Exercise: Find the line with "Mark the wood ceiling" and the line with "Mark the recessed" in the entries below; output exactly those two lines, every line between them, and no others.

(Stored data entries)
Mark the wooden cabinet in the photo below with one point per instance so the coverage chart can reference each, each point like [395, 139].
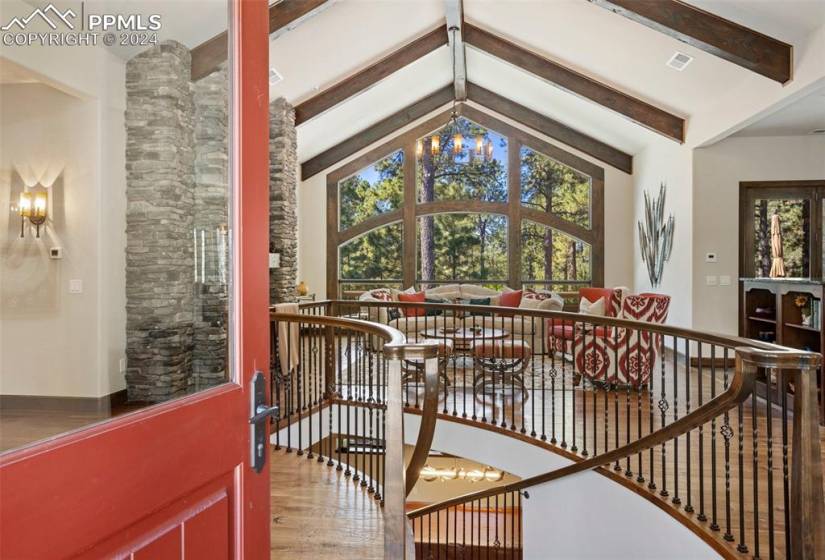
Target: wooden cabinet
[772, 310]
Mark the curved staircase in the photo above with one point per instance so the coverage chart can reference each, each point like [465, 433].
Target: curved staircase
[742, 471]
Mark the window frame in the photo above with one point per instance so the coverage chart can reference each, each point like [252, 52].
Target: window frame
[411, 210]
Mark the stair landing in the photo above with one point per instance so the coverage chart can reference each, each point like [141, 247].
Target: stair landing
[319, 513]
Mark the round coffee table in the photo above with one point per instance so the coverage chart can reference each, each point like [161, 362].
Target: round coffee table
[463, 339]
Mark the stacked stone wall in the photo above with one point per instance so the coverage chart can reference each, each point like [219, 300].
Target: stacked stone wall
[283, 216]
[159, 222]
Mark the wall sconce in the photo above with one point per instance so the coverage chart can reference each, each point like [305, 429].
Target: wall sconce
[33, 209]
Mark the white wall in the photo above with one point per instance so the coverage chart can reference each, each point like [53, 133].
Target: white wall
[669, 163]
[618, 206]
[717, 171]
[69, 125]
[587, 502]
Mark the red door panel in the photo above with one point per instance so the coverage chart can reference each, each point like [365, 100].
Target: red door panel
[173, 480]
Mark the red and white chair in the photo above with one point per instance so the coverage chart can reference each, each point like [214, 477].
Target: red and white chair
[616, 355]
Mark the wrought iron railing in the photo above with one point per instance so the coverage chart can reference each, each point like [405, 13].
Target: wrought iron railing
[337, 383]
[667, 411]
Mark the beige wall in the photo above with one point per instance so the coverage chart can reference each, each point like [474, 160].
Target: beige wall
[618, 228]
[53, 342]
[717, 171]
[668, 163]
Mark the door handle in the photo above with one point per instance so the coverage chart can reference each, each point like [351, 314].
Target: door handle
[262, 412]
[259, 413]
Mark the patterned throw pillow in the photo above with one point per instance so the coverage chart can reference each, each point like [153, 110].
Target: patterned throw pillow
[381, 294]
[476, 301]
[412, 311]
[595, 308]
[511, 298]
[541, 299]
[430, 312]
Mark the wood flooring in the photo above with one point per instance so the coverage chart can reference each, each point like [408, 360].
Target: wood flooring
[319, 513]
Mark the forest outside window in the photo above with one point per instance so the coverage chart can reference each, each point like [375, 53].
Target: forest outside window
[464, 248]
[376, 189]
[516, 211]
[794, 221]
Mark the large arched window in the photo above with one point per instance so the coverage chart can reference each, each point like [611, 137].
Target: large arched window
[492, 206]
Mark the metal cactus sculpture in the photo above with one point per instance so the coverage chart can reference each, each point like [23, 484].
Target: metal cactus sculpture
[656, 236]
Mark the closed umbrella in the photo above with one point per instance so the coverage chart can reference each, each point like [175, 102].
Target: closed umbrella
[778, 262]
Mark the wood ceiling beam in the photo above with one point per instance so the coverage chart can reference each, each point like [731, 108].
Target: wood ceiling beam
[706, 31]
[550, 127]
[369, 76]
[379, 130]
[283, 16]
[454, 10]
[638, 111]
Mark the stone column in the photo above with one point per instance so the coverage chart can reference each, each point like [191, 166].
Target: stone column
[283, 217]
[211, 168]
[159, 223]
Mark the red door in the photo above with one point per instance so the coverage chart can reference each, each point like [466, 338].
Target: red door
[173, 480]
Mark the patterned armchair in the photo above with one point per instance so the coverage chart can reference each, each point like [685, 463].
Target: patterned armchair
[614, 355]
[563, 333]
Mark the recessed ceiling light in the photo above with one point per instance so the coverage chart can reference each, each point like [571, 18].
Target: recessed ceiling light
[679, 61]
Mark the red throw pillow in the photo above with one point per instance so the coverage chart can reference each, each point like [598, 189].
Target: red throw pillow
[417, 297]
[510, 299]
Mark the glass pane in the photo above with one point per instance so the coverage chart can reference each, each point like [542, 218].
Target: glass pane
[552, 257]
[376, 255]
[115, 270]
[553, 187]
[462, 247]
[782, 230]
[374, 190]
[462, 161]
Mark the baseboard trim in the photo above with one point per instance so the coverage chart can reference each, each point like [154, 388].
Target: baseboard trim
[64, 404]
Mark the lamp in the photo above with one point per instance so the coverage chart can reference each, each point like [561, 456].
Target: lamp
[33, 209]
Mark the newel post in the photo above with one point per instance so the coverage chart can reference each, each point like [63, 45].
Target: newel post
[329, 354]
[396, 539]
[807, 501]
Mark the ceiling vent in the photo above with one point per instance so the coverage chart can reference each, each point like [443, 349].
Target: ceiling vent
[679, 61]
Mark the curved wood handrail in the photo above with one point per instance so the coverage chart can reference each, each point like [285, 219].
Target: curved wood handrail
[389, 334]
[565, 316]
[395, 347]
[429, 417]
[739, 389]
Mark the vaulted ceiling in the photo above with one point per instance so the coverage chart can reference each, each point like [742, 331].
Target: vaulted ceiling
[319, 44]
[621, 53]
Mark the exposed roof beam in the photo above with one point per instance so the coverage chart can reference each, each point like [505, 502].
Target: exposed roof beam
[454, 10]
[369, 76]
[283, 16]
[706, 31]
[552, 128]
[638, 111]
[379, 130]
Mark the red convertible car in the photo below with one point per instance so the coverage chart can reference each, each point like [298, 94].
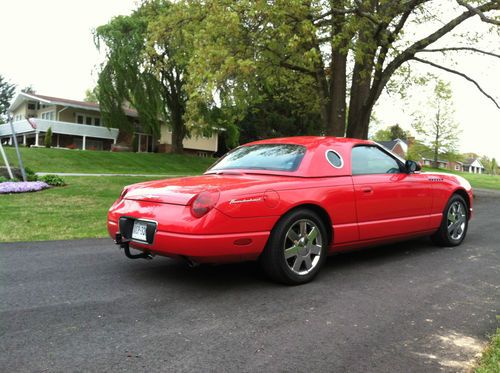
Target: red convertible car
[290, 202]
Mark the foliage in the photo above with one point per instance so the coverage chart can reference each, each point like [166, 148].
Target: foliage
[30, 174]
[391, 133]
[436, 124]
[22, 186]
[6, 94]
[48, 138]
[54, 180]
[490, 361]
[28, 89]
[347, 51]
[146, 58]
[418, 150]
[91, 95]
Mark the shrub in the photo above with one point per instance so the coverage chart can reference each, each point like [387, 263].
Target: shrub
[30, 174]
[22, 187]
[53, 180]
[48, 138]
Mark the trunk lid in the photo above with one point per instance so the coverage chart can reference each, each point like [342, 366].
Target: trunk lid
[180, 191]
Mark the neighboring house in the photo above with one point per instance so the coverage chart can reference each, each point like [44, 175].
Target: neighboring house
[78, 124]
[397, 146]
[473, 165]
[430, 162]
[456, 166]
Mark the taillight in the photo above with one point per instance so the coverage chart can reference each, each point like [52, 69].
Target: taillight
[204, 202]
[124, 192]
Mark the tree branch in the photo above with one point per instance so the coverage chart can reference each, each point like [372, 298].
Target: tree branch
[461, 49]
[479, 13]
[459, 74]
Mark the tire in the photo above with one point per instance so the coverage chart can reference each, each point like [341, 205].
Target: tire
[454, 225]
[296, 249]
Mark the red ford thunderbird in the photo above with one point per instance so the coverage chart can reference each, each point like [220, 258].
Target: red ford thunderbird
[289, 203]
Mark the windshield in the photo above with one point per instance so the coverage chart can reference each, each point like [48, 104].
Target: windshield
[273, 157]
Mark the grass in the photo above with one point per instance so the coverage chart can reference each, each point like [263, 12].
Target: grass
[476, 180]
[490, 361]
[77, 210]
[77, 161]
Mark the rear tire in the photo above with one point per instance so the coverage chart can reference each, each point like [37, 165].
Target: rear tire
[454, 225]
[296, 249]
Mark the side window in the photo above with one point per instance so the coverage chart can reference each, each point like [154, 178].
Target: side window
[372, 160]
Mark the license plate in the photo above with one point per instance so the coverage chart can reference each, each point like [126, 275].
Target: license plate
[139, 230]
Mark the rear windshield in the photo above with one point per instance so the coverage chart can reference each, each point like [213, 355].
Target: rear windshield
[273, 157]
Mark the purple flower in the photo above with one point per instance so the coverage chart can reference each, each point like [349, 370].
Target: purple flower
[22, 187]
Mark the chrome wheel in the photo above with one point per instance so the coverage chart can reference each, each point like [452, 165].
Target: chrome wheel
[456, 220]
[302, 246]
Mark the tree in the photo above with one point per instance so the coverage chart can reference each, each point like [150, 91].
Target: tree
[48, 138]
[6, 94]
[391, 133]
[436, 125]
[28, 89]
[91, 95]
[494, 166]
[145, 66]
[348, 50]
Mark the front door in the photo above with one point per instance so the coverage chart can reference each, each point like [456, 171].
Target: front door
[389, 201]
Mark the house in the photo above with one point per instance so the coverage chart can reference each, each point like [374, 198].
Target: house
[79, 124]
[441, 163]
[473, 165]
[397, 146]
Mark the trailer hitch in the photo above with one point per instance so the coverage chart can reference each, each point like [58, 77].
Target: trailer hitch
[125, 245]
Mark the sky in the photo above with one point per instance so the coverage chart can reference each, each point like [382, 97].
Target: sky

Written solution:
Mark the wood ceiling beam in the photo above with one point per instance so the coverage chart can reference each, each point like [731, 108].
Target: wood ceiling beam
[706, 31]
[550, 127]
[369, 76]
[379, 130]
[283, 16]
[454, 10]
[638, 111]
Mark the stone column in the photo above with one point per instance so the coverage chart can reference each, each point like [191, 166].
Target: stone column
[283, 217]
[211, 168]
[159, 223]
Mark the red door in the photo above with one point per instance so the coverage chart can reference each, each point like [466, 338].
Target: red door
[173, 480]
Mark the patterned armchair in the photo above with one point per instance so the coverage chart can reference each, each point like [685, 463].
Target: patterned armchair
[614, 355]
[563, 333]
Mark the recessed ceiling light in the photo above with one point per instance so the coverage chart can reference each, each point like [571, 18].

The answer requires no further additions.